**Given exercise 1:**
Read the partnership factsheets below and decide whether each statement agrees with them: (a) the HIV and AIDS project worked in eleven countries; (b) the Youth-to-Youth fund was aimed at youth-led organizations in Liberia; (c) successful applicants could receive up to USD 50,000. Answer yes or no for each and quote the deciding words.
**Given exercise 2:**
Please write down everything in the partnership factsheets from "Aimed at youth-led" down to "support project implementation.".
**Given exercise 3:**
Add the next part to the factsheets on public-private partnerships, picking up after their last sentence.

**Source text:**
□ □ □
Factsheets on public-private partnerships

  1. Multi-regional Project on Strengthening the World of Work Response on HIV and AIDS

    The ILO is the lead UN agency for HIV and AIDS policies and programmes in the world of work and private sector mobilization. The ILO programme on HIV and AIDS and the World of Work plays a key role in the global HIV responses through workplaces. This project, the second phase of a partnership between OFID and the ILO, contributed to the reduction of HIV incidence among individuals through effective world of work responses in eleven countries.

  2. Improving work opportunities for young people in the Mano River Union (Youth-to-Youth fund)

    Aimed at youth-led organizations in Guinea, the YEN, in collaboration with UNIDO, FCP, and the WB, launched a competitive grant scheme. The call was for innovative small-scale youth employment projects and supported young people in the transition from being passive recipients to active participants in the creation of employment and the effects this can have on the promotion of peace. Successful applicants were awarded a grant of between USD 5,000 and 20,000 in tandem with the provision of capacity building assistance in order to support project implementation.
□ □ □
**Dataset excerpts:**

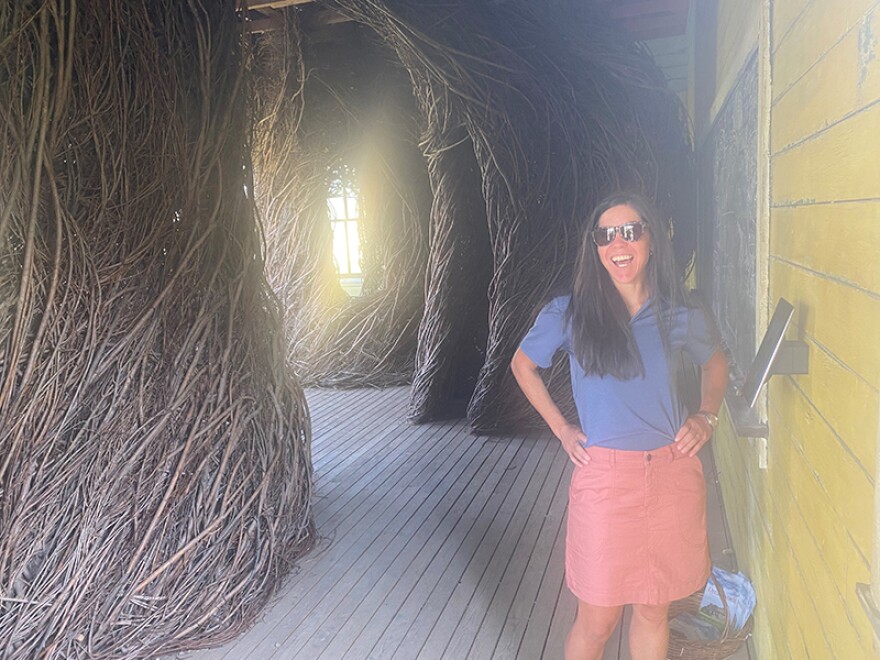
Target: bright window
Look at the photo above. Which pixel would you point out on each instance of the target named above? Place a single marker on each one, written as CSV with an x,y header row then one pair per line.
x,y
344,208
□ □ □
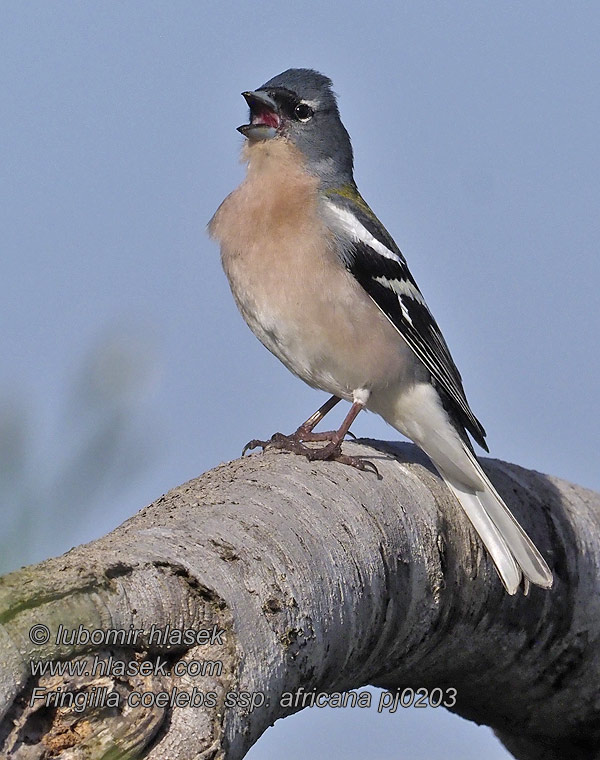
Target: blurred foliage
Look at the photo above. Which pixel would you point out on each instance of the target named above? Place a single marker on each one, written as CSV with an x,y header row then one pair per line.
□ □ □
**Reply 1:**
(a) Yes: "effective world of work responses in eleven countries"
(b) No: "Aimed at youth-led organizations in Guinea"
(c) No: "a grant of between USD 5,000 and 20,000"

**Reply 2:**
Aimed at youth-led organizations in Guinea, the YEN, in collaboration with UNIDO, FCP, and the WB, launched a competitive grant scheme. The call was for innovative small-scale youth employment projects and supported young people in the transition from being passive recipients to active participants in the creation of employment and the effects this can have on the promotion of peace. Successful applicants were awarded a grant of between USD 5,000 and 20,000 in tandem with the provision of capacity building assistance in order to support project implementation.

**Reply 3:**
  3. Governing Labour Standards in the Chinese Electronics Manufacturing Industry: Labour Market Institutions and Governance of Global Production Chains

    Transition from a planned economy to a market economy has brought unprecedented success in rapid industrialization and poverty reduction in China. It has also brought the enormous challenges of restructuring China’s labour markets, developing new legal norms governing new market-based employment relations and building new institutions of labour relations. In the 1990s, when the old system was under restructuring, while new shared norms were yet to emerge and prevail there was a regulatory and institutional vacuum. This led to widespread problems such as sweatshop working conditions, weak law enforcement and a rising number of disputes.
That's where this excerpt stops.